In the stretch of lines from the one containing "Confirm that each instance of the steep" through the one containing "[[167, 462], [792, 594], [649, 219]]", swap "keypoint" for "marker point" wherever it appears, and return only those lines with nothing else changed.

Task input
================

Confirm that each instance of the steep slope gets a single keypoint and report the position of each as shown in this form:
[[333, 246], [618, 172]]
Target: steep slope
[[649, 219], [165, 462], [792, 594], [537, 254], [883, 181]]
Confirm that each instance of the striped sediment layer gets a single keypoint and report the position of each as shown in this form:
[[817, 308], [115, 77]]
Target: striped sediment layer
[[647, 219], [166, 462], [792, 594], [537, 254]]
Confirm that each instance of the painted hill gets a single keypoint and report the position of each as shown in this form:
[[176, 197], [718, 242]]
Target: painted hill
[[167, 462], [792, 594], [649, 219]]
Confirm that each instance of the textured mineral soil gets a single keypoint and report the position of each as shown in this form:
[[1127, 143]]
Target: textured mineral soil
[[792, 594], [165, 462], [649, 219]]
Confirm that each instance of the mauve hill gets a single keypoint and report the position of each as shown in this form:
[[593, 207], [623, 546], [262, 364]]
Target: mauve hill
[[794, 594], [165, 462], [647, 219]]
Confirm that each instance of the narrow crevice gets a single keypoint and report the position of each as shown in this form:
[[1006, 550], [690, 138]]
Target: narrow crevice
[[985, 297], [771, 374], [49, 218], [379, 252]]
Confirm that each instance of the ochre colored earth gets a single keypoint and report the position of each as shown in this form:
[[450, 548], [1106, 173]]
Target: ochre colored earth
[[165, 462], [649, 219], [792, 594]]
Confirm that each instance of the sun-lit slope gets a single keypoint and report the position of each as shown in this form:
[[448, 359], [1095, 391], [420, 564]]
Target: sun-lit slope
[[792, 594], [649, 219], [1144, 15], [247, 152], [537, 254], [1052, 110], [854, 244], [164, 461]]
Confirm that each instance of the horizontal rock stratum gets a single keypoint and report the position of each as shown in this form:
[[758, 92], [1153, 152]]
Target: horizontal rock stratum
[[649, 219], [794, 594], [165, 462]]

================

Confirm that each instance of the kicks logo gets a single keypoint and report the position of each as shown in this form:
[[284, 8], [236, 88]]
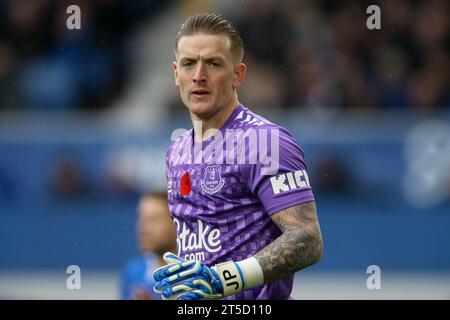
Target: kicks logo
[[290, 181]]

================

Right answer
Confirm that each instance of the steep slope gets a single marker point and report the position of each as shown in this form:
[[333, 246], [618, 172]]
Target: steep slope
[[649, 219], [165, 462], [792, 594], [537, 254], [883, 181]]
Confirm that each instance of the striped sediment layer gets a single marker point and report the position of each as shown in this form:
[[817, 308], [115, 77]]
Target: striped sediment layer
[[647, 219], [166, 462], [792, 594], [537, 254]]
Confirm that each instance of the painted hill gets a single marker point and report the position of each as shown in this form:
[[176, 197], [718, 242]]
Target: painted hill
[[167, 462], [792, 594], [649, 219]]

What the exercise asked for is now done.